» **PASSAGE SHOWN**
━━━━━━━━━━━━━━━━━━━━
Founded | June 4, 1975 in Washington, United States |
---|---|
Founder | United States Congress |
Type | Self-regulatory governmental organization |
Location | |
Products | Financial regulation of municipal bonds |
Fields | Financial services |
Website | www |
The Municipal Securities Rulemaking Board (MSRB) is a United States self-regulatory financial organization that writes investor protection rules and other rules regulating broker-dealers and banks in the municipal securities market. This including tax-exempt and taxable municipal bonds, municipal notes, and other securities issued by states, cities, and counties or their agencies to help finance public projects or for other public policy purposes.
The MSRB was created by the Section 15B of the Securities Exchange Act of 1934 (as amended by the Securities Acts Amendments of 1975, Pub. L. 94–29, and codified at 15 U.S.C. § 78o-4(b)) to create a mechanism for the regulation of municipal securities as well as brokers, dealers, and banks in the municipal securities business. [1] [2]
The Dodd–Frank Wall Street Reform and Consumer Protection Act of 2010 broadened the MSRB's rulemaking authority to also regulate so-called municipal advisors, which include financial advisors, swap advisors, brokers of guaranteed investment contracts and other market participants that advise on the issuance of municipal securities and provide certain other types of advice to state and local governments, public pension funds and other municipal entities on municipal derivatives, investment strategies and other financial matters. As of March 2013 [update] , since the SEC has not released the definition of "municipal advisor", the MSRB's rules in this regard are suspended and there is considerable concern in the industry as to whether underwriters and/or other regulated professionals may be viewed as municipal advisors, thereby having the related fiduciary duties. The MSRB's investor protection rules will be extended to protect municipal entities as well.
━━━━━━━━━━━━━━━━━━━━
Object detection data
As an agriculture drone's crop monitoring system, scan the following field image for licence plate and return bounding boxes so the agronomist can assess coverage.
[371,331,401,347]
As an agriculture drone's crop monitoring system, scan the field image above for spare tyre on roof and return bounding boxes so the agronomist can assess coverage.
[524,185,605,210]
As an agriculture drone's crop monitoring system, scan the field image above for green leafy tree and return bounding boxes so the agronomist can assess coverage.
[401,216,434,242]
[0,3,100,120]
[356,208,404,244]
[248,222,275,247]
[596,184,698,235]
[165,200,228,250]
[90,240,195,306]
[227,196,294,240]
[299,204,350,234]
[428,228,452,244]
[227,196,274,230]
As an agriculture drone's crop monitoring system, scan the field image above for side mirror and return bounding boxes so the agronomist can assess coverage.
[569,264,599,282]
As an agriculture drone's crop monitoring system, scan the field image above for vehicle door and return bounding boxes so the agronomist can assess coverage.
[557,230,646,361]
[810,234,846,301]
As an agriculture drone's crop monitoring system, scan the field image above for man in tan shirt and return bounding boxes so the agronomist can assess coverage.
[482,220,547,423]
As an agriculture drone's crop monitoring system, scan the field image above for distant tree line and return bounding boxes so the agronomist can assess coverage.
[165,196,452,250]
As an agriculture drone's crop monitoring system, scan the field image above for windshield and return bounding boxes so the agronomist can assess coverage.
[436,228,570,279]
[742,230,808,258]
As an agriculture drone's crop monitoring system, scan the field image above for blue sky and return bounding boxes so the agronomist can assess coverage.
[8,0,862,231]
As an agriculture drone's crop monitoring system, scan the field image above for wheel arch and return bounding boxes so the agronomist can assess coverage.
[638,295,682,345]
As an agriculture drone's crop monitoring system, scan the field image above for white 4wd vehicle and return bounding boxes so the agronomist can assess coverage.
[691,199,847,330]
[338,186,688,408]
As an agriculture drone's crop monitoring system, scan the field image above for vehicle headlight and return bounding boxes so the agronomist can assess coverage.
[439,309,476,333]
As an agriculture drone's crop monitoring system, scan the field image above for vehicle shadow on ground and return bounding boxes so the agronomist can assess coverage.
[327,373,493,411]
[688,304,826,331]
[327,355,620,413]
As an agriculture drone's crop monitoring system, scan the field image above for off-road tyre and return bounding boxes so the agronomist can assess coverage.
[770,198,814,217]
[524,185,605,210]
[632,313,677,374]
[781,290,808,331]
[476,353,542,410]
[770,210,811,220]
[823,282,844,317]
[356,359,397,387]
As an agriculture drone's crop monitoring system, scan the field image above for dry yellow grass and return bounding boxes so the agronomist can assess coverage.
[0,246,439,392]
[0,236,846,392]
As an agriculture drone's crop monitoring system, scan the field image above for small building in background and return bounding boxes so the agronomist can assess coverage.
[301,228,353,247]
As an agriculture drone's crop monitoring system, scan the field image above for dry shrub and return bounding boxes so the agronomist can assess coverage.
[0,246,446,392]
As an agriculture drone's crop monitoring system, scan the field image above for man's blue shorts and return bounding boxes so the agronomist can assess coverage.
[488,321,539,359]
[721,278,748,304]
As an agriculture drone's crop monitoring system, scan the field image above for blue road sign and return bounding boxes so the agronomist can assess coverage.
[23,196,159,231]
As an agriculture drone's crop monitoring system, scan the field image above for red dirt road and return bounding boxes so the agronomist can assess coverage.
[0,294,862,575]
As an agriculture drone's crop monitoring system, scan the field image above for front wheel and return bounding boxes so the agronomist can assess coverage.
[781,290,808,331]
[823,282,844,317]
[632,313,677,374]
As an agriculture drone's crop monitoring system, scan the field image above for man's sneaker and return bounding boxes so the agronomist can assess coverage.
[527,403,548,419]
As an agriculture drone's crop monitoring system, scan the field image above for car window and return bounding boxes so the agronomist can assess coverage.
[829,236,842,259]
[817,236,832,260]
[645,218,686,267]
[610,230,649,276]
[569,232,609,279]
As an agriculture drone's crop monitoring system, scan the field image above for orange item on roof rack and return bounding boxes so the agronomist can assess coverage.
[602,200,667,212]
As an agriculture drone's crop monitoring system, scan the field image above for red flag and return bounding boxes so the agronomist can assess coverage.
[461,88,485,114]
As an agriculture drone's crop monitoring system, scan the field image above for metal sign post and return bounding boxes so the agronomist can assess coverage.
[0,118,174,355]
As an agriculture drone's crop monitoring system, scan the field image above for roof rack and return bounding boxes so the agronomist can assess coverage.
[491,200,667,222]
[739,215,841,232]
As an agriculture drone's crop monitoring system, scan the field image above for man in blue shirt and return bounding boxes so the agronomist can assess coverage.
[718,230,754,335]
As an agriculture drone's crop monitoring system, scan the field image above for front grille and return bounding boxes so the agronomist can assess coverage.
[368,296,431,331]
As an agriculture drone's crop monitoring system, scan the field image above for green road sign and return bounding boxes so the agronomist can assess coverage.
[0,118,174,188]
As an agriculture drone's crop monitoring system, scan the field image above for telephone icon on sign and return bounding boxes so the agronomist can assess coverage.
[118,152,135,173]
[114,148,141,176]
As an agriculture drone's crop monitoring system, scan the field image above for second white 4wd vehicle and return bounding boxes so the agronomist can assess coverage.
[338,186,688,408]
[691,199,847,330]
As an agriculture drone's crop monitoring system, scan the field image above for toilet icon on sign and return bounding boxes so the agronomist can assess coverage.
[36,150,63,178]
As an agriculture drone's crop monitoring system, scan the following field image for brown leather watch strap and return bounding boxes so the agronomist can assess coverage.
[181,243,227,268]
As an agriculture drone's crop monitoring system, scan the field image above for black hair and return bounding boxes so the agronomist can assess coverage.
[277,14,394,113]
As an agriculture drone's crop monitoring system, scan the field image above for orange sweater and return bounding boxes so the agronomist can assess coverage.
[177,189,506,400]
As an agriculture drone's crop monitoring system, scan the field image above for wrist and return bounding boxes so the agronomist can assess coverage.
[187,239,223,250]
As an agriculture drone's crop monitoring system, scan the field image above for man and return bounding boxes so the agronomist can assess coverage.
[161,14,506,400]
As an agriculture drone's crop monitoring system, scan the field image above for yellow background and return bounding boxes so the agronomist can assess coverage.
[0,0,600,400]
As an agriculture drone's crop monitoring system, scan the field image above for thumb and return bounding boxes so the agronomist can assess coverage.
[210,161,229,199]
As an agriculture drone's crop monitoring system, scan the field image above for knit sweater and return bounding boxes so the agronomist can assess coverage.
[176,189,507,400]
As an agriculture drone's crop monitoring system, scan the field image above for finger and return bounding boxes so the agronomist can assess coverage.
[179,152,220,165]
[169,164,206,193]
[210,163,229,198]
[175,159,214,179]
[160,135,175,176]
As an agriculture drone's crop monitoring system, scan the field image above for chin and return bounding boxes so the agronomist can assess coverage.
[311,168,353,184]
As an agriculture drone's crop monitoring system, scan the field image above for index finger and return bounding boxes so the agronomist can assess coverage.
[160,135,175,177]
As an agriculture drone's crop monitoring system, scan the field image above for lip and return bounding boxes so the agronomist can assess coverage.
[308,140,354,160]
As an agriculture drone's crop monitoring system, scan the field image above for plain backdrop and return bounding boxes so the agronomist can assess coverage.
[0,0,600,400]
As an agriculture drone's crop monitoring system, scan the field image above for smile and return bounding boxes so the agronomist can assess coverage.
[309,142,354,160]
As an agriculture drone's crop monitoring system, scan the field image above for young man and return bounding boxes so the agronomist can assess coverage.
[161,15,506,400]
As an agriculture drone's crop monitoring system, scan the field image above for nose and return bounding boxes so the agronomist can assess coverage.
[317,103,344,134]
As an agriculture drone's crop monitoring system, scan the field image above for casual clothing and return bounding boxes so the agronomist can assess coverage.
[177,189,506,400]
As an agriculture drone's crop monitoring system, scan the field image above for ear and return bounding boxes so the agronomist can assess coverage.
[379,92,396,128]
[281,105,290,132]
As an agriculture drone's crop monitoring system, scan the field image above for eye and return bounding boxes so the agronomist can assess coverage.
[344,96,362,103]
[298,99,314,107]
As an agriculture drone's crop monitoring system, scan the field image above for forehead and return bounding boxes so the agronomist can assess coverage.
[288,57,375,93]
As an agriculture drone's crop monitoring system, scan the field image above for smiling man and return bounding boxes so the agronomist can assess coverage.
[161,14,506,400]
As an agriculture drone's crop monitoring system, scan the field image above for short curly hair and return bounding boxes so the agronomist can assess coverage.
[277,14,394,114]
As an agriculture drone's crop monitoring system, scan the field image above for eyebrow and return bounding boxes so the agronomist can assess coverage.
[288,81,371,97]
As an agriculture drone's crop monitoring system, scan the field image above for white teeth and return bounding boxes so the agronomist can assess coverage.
━━━━━━━━━━━━━━━━━━━━
» **WORK REQUIRED**
According to the passage on the Municipal Securities Rulemaking Board, which 2010 law broadened the board's rulemaking authority to cover municipal advisors? The records aren't needed for this.

» **ANSWER**
The Dodd–Frank Wall Street Reform and Consumer Protection Act of 2010.